Given exercise
Retype exactly the stretch of lines that begins at the line containing "Please spot the outboard" and ends at the last line of the data, with no other lines.

Provided material
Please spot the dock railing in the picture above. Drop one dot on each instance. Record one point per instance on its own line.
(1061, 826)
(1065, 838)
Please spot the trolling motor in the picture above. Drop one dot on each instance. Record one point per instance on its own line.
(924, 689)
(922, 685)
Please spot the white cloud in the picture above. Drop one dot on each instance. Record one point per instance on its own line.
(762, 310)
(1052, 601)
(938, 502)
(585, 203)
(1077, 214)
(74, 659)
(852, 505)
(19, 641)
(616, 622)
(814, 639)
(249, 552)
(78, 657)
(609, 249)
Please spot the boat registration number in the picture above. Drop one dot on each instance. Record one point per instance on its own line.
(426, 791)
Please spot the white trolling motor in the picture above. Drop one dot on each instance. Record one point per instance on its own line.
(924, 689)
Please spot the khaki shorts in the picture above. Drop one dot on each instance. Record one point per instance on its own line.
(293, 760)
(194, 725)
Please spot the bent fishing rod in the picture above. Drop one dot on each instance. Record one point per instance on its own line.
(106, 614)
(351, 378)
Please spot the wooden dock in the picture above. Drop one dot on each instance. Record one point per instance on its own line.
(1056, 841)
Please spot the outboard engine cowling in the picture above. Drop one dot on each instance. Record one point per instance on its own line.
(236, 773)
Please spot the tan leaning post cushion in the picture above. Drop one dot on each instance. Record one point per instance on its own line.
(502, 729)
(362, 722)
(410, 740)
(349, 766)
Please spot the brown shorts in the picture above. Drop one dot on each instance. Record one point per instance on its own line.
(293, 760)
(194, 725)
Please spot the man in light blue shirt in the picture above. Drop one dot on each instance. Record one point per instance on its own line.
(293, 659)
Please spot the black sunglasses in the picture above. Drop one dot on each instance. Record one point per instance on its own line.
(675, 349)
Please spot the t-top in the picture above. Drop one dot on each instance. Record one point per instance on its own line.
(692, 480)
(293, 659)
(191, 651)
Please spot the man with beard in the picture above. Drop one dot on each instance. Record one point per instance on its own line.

Task solution
Please spot the outboard engine cowling in the picture above. Drop one dot on each instance. Record one point per instance on its own line.
(236, 773)
Please spot the tan leaning post cushion in the picture above. Drop one dot on each instance. Record one point per instance on its own line.
(502, 729)
(362, 722)
(410, 740)
(349, 766)
Please spot the brown shorts in the picture above. Drop one dot on each instance. Record one point per instance on its own line.
(293, 760)
(194, 725)
Please spot the man in light blue shirt in the picture above. Drop one dot on each instance. Record one point per instance on its own line.
(293, 659)
Please spot the black sunglasses in the picture above. Drop one dot on each instance. Record one point per instance on its own line.
(675, 349)
Please spot the t-top in the picture above. Drop one dot on each instance. Record one point per instance on its own line.
(692, 480)
(293, 659)
(191, 651)
Please spot the man with beard in the picture above. Drop one dot on each instance. Record one point per instance on its own line.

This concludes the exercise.